Exercise:
In the Splice review, change the stretch from "Perhaps that last" through "by loud stingers." by replacing "horror fans" with "genre fans".

Excerpt provided:
It’s a shame when a particular film is pigeonholed into a specific genre due to its subject matter. Movies set in space are unlikely to be romantic dramas. The future will never be a fertile setting for comedies. One can also count on any movie featuring a living, intelligent science experiment to be a horror movie. Splice does not escape this expectation, which is too bad, because those expecting a horror flick will be disappointed by the shortage of horror. Others will be pleasantly surprised by the unique story that Splice has to offer, but ultimately will also be disappointed when the drama isn’t explored further. While the film doesn’t quite reach the necessary heights for either drama or horror, its middle-ground is still satisfying in its own right.

Young scientists Clive Nicoli (Adrien Brody) and Elsa Kast (Sarah Polley) are the rock stars of gene splicing. They have successfully created a new form of life, using the genetic material of different creatures like fish, reptiles and bats. Now the professional and personal couple want to take their experiments to the next level by introducing human genetics. Unfortunately, the corporation funding their labs wants results now rather than later and refuses to fund further experiments until a salable product can be delivered. Sensing fame and fortune on the horizon, Clive and Elsa move forward with human gene splicing and attempt to bring their creation to life. Their experiment is a success beyond their wildest dreams and their darkest nightmares.

Perhaps that last bit is overstating things. There’s actually very little that’s nightmarish about Splice. At times the film does get suspenseful, especially with point-of-view shots through obscured perspectives, but the traditional horror is kept corralled mostly towards the end. As with all instances of science run amok and humans behaving unethically, Splice ends in blood and death. There are echoes of Alien and Species throughout, with dangling tails and rapidly growing hybrid creatures, but it may not be enough for horror fans expecting more fast-moving shapes flying past the screen accompanied by loud stingers.

There are moments, however, that allow for genuine and ironic horror. Since the specimen features human traits and begins to look more human by the day, the scientists build a bond with it – even giving it a name: Dren. At one point, one of the scientists binds Dren to a table and mutilates her body coldly and methodically in the name of science. At another point, a scientist begins treating Dren like a child, almost delighting in punishing her with life lessons. For a second, the unethical behavior of the humans towards this frightened and ignorant creature is horrifying, but it’s fleeting.

While Adrien Brody and Sarah Polley don’t exactly look like the kind of people that have the knowledge and experience to pull off the scientific feats their depicted as doing, they at least act the drama out serviceably. Polley definitely delivers on the frighteningly driven character of Elsa while Brody looks genuinely skeptical and conflicted about the whole affair. It’s also great to see the arcs of the characters shine through the performances as the scientists either grow closer or farther apart from Dren as the experiment goes on. The star of the film, however, is Dren played by Delphine Chanéac. Having no verbal language to use, Chanéac has to rely on physical and visual communication. Her expressive face conveys so much and her movements are perfect for every scene she’s in and never come close to the mockery of pantomime.

The film’s presentation is a bit of a bait and switch. From the opening credits, grotesquely displaying the actor’s names as veins and other tissue within some organism, the filmmakers want audiences to be repulsed and horrified. The second act, however, is pure drama as the scientists and Dren start emulating a family unit with an out-of-control teen. It’s during these scenes that Splice truly shines. Had the film stuck with exploring the moral dilemma of experimenting on a creature that is both human and not human then audiences would have been better served. Alas. While this drama/horror hybrid can be as hard to look at as some of the abominations featured in the film, audiences should look just the same – if only to see something unique.

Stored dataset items
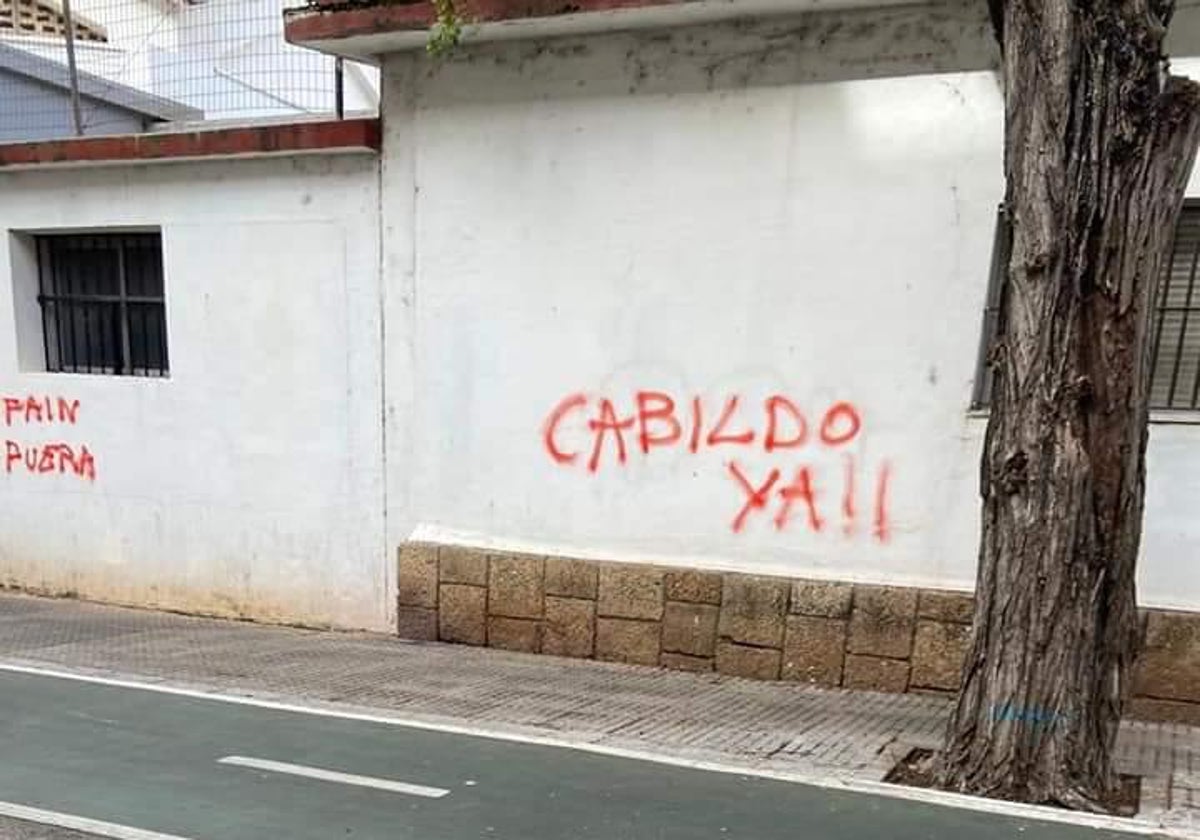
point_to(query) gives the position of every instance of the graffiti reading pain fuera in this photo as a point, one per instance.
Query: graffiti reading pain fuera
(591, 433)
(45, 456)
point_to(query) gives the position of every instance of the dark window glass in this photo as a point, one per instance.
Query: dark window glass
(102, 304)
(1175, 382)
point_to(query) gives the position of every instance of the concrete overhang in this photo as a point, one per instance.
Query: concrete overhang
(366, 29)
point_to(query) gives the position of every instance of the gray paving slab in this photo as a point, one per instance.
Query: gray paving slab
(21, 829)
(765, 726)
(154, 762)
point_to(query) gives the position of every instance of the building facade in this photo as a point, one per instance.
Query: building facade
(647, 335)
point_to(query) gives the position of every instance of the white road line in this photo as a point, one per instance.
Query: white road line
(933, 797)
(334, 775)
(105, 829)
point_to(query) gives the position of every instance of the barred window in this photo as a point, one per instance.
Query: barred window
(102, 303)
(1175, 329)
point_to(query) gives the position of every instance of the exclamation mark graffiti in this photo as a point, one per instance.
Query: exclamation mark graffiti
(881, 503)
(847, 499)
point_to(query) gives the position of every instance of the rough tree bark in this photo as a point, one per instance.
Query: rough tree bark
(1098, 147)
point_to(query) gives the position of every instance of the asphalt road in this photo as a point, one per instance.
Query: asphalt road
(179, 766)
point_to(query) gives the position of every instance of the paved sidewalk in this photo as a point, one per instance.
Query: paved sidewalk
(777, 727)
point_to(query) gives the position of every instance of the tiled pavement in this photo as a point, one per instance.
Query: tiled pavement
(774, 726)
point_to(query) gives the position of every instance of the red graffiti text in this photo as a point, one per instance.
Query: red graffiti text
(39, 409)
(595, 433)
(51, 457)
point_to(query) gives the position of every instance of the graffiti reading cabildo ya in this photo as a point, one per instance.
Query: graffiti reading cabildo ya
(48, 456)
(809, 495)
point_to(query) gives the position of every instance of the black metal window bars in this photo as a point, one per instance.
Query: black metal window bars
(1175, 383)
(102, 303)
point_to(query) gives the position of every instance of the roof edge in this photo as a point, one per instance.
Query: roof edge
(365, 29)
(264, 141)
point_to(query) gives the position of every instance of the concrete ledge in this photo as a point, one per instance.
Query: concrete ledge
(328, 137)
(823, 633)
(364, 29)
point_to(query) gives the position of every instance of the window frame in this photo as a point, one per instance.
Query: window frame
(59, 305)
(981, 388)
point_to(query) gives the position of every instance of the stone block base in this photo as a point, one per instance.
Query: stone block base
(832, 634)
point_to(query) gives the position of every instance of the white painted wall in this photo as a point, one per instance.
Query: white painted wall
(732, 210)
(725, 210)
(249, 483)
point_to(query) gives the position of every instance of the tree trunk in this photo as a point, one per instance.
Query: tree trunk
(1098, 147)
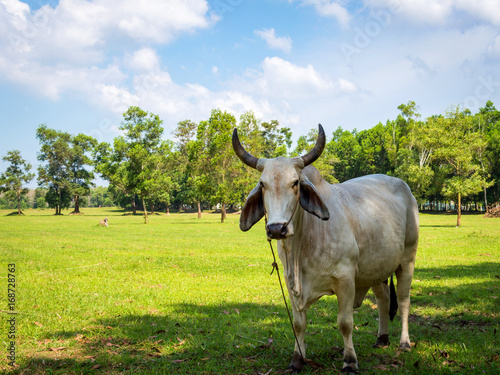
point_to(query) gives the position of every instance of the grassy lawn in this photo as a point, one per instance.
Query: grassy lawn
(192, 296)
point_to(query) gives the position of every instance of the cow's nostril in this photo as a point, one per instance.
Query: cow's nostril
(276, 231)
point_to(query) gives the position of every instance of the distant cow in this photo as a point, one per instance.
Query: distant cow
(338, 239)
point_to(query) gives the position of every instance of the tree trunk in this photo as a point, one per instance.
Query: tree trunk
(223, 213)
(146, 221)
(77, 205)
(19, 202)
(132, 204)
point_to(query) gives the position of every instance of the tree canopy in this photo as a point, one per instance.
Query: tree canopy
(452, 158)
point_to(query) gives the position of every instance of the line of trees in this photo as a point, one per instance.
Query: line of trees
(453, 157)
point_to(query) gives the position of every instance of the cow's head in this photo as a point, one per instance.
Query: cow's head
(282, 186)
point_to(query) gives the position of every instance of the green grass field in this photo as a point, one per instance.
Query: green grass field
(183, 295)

Result of the exercise:
Perhaps that last bit is overstating things. There’s actually very little that’s nightmarish about Splice. At times the film does get suspenseful, especially with point-of-view shots through obscured perspectives, but the traditional horror is kept corralled mostly towards the end. As with all instances of science run amok and humans behaving unethically, Splice ends in blood and death. There are echoes of Alien and Species throughout, with dangling tails and rapidly growing hybrid creatures, but it may not be enough for genre fans expecting more fast-moving shapes flying past the screen accompanied by loud stingers.